— start Record list —

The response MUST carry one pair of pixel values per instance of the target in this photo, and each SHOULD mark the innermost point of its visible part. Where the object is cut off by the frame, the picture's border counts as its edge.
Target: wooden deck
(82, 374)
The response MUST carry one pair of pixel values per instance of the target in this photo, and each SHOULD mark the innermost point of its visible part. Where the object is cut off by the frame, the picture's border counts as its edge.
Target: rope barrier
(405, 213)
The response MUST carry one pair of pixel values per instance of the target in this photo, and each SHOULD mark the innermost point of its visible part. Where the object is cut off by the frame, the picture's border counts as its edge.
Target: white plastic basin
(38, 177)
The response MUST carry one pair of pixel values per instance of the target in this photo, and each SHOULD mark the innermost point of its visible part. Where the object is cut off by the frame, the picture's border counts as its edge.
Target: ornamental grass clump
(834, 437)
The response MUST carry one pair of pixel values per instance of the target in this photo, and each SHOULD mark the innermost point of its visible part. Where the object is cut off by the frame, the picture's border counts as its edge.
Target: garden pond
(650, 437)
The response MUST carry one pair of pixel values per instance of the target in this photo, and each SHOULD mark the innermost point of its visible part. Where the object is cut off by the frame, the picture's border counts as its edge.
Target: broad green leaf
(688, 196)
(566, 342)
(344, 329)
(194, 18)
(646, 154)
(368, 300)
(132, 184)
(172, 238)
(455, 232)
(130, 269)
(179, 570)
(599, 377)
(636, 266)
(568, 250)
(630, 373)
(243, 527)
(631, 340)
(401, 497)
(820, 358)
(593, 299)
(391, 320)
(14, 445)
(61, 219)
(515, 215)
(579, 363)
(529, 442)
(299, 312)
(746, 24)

— end Record list —
— start Record list —

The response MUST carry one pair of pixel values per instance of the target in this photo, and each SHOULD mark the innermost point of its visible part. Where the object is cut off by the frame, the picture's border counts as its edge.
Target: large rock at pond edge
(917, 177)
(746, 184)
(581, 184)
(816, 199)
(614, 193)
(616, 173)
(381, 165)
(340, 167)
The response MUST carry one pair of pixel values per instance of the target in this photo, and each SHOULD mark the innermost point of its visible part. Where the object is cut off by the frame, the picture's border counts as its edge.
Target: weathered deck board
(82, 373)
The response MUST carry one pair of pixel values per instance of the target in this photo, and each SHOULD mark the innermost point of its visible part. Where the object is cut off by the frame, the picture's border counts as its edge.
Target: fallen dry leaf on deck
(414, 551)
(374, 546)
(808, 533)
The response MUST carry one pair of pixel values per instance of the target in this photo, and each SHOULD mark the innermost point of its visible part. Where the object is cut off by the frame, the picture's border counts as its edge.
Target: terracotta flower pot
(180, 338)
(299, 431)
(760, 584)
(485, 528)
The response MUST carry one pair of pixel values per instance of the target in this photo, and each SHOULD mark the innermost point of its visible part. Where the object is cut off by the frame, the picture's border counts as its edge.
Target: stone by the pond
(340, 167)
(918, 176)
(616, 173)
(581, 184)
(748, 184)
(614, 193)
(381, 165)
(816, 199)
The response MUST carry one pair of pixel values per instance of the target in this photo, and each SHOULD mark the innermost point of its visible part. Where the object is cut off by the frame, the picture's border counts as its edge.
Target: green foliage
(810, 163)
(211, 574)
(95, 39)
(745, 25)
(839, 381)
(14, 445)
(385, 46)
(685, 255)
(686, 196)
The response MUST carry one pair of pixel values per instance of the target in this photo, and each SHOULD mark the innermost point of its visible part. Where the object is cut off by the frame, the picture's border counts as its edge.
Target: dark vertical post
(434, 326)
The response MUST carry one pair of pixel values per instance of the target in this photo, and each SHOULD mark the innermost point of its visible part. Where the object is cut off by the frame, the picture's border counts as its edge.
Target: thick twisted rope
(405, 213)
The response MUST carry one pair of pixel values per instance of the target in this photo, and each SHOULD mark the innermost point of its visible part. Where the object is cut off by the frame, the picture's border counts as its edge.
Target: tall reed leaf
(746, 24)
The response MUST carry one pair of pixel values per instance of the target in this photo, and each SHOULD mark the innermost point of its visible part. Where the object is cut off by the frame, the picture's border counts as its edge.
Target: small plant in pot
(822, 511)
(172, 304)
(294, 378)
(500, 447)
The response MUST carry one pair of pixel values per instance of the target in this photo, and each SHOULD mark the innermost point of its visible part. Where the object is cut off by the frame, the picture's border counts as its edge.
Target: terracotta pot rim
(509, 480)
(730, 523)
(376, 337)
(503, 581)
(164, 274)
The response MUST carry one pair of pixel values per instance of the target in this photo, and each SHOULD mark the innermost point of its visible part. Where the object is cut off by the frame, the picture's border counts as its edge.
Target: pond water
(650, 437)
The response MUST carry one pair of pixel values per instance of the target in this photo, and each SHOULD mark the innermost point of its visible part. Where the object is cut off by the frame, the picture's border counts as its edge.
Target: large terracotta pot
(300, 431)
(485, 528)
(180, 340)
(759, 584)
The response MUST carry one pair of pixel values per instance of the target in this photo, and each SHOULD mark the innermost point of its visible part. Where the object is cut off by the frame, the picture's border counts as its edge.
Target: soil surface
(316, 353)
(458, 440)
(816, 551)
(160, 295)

— end Record list —
— start Record list —

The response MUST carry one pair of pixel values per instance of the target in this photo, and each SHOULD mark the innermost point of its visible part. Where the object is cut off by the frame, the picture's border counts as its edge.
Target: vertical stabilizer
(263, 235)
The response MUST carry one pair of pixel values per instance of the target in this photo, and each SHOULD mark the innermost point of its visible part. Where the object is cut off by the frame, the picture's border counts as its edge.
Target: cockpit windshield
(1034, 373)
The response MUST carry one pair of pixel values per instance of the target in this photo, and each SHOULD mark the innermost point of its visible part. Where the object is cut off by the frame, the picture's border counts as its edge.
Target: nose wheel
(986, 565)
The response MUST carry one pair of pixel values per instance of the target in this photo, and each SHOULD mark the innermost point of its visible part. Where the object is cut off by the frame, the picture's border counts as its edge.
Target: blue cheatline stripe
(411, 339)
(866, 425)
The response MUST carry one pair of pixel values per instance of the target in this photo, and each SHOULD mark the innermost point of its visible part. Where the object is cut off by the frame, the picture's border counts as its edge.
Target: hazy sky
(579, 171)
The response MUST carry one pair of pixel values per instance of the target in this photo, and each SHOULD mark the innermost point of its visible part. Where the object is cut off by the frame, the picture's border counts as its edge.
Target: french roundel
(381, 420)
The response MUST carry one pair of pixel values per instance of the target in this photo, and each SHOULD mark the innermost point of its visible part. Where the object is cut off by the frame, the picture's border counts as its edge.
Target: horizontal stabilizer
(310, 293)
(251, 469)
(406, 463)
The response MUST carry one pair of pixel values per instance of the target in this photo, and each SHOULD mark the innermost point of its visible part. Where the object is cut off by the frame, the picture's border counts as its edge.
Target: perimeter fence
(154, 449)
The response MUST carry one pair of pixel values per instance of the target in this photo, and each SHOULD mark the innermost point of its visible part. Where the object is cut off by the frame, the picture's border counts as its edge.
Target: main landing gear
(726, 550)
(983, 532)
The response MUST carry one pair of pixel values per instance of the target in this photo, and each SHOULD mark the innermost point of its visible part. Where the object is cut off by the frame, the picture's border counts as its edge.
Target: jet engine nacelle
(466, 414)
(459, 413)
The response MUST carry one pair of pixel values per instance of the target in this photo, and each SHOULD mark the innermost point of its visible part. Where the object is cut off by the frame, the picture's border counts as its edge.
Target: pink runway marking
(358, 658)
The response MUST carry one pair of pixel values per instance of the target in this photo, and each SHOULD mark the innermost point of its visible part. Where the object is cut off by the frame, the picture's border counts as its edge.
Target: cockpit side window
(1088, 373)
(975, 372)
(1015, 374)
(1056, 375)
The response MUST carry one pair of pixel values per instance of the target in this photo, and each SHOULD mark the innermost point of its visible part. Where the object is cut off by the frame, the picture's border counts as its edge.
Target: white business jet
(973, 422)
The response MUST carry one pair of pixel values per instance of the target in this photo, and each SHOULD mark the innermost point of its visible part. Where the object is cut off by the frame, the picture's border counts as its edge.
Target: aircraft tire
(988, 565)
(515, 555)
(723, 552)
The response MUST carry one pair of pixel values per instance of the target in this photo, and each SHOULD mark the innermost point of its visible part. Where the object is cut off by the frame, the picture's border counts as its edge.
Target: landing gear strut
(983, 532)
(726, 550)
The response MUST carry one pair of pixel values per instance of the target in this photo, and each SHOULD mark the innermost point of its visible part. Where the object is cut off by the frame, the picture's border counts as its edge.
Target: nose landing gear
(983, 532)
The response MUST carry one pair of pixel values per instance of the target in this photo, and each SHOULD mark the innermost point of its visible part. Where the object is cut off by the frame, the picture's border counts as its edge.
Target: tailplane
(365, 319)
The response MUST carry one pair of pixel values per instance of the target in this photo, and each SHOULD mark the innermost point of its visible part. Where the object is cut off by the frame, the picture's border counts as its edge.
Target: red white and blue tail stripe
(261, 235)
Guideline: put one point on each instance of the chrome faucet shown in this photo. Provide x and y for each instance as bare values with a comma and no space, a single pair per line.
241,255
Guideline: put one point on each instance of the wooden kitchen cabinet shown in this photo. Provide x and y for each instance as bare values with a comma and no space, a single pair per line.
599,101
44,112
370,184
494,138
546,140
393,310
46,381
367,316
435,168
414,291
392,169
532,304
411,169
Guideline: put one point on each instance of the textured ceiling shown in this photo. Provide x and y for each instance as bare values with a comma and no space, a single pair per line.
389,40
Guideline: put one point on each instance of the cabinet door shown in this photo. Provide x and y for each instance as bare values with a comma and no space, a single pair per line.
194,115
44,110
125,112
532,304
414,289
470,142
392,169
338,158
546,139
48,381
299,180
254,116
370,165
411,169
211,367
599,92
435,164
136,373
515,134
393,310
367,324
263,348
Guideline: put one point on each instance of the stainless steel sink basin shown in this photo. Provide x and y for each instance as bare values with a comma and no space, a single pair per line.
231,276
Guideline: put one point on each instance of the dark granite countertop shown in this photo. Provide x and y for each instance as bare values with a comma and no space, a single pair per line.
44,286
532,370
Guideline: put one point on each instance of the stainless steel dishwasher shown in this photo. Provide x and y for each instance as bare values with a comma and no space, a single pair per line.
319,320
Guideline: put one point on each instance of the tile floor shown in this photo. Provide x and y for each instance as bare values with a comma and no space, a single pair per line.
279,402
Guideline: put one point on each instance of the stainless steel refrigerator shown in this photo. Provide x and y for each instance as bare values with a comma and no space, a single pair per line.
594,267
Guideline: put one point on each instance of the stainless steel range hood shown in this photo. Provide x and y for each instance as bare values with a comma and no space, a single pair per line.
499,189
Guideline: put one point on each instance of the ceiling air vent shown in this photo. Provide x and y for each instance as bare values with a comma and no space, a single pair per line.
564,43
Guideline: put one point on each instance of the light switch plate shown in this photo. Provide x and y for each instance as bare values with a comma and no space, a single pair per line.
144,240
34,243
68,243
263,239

— end Record list —

Task requirements
Locate every line of the data that contains the word "stabilizer" and copy each of those lines. Case counts.

The answer
Target: vertical stabilizer
Target: horizontal stabilizer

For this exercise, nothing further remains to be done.